## [Instruction]
Can you convert the part of the material that starts with the line containing "Mark a dot on every instance of the shrub" and runs through the end of the material, both included, into a JSON list of strings with one string per line and no blank lines?

[Extracted records]
>> BEGIN

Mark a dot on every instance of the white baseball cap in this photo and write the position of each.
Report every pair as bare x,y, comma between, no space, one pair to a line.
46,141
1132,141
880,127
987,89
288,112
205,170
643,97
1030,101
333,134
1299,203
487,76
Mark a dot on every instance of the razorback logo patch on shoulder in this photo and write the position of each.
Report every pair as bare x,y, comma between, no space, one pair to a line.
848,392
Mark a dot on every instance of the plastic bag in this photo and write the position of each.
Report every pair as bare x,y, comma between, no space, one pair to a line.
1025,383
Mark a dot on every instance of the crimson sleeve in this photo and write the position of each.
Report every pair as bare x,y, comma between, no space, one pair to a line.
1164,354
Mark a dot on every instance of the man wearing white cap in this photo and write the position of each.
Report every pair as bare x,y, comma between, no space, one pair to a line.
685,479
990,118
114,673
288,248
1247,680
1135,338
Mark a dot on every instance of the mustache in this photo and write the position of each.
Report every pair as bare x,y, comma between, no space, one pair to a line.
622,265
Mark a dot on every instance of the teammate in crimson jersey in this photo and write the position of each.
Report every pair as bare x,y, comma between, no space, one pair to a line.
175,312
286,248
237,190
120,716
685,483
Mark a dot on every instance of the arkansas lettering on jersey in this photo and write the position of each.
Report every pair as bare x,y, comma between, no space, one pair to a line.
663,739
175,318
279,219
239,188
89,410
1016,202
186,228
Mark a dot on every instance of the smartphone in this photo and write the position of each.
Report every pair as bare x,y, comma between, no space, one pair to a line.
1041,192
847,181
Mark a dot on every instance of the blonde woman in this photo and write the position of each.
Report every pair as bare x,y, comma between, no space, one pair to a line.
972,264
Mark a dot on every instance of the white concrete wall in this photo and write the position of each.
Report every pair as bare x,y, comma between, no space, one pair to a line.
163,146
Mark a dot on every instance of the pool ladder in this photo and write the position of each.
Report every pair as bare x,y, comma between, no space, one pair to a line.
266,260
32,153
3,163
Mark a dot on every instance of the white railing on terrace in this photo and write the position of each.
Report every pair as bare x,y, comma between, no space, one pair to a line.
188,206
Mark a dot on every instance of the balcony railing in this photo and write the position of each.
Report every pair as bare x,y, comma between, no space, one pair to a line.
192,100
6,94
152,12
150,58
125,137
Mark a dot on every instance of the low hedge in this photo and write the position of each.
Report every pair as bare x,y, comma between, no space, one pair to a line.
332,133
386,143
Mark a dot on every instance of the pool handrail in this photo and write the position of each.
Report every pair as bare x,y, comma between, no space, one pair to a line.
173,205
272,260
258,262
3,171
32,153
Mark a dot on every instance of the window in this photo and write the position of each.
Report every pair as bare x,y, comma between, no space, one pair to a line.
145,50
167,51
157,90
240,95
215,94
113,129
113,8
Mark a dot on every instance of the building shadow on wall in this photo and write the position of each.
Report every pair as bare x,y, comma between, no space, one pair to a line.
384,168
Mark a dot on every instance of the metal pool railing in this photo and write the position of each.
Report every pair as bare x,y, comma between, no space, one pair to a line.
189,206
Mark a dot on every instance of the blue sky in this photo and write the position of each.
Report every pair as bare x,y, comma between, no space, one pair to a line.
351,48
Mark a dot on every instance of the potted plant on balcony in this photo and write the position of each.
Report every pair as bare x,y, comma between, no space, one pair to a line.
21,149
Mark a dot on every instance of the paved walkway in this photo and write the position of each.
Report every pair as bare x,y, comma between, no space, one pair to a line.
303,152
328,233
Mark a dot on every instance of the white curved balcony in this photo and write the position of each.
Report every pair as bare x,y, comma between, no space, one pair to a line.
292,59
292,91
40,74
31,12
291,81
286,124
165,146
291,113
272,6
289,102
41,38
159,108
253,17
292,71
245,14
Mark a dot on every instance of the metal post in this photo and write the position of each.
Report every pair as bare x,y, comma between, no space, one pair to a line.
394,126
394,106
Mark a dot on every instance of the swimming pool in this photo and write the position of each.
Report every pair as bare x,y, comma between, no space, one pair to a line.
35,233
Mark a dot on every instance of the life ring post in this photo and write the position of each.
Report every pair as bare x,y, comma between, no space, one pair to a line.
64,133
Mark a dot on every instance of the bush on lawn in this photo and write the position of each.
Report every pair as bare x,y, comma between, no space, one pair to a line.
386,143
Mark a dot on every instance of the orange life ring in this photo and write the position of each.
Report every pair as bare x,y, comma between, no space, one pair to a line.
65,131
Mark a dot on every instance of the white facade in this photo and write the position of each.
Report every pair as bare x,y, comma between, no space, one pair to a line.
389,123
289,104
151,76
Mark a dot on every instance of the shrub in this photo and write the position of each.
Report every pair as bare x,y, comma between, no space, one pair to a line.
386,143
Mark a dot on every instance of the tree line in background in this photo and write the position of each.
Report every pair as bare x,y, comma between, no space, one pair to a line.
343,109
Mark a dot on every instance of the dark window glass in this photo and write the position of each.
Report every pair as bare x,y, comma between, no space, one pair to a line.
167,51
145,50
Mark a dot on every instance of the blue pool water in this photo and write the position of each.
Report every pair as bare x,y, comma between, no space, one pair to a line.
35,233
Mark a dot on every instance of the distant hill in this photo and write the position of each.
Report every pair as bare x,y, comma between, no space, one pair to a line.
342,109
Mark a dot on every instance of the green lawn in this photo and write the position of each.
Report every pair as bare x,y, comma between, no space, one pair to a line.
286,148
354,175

>> END

## [Task result]
[
  "Mark a dot on every instance of the shrub in this photo and write the position of each.",
  "Report every pair as bare x,y, comma between, no space, one pair to a line.",
  "386,143",
  "Mark a dot on every instance of the tree line in background in this photo and write the position of each.",
  "Report every pair as bare x,y, comma between, no space, one pair to a line.",
  "343,109",
  "Mark a dot on every instance of the dark window glass in this photo and write the position of each.",
  "Report every pair as bare x,y, comma between, no space, one pair to a line.",
  "167,51",
  "145,50",
  "Mark a dot on every instance of the blue pool water in this photo and write the position of each.",
  "Report every pair as bare x,y, comma between, no space, one pair to a line.",
  "35,233",
  "Mark a dot on every instance of the distant hill in this photo and write the position of each.",
  "Report every pair as bare x,y, comma between, no space, one pair to a line.",
  "342,109",
  "Mark a dot on every instance of the green lawn in this photo and write the position of each.",
  "Report every pair as bare x,y, comma between, no space, one pair to a line.",
  "286,148",
  "354,175"
]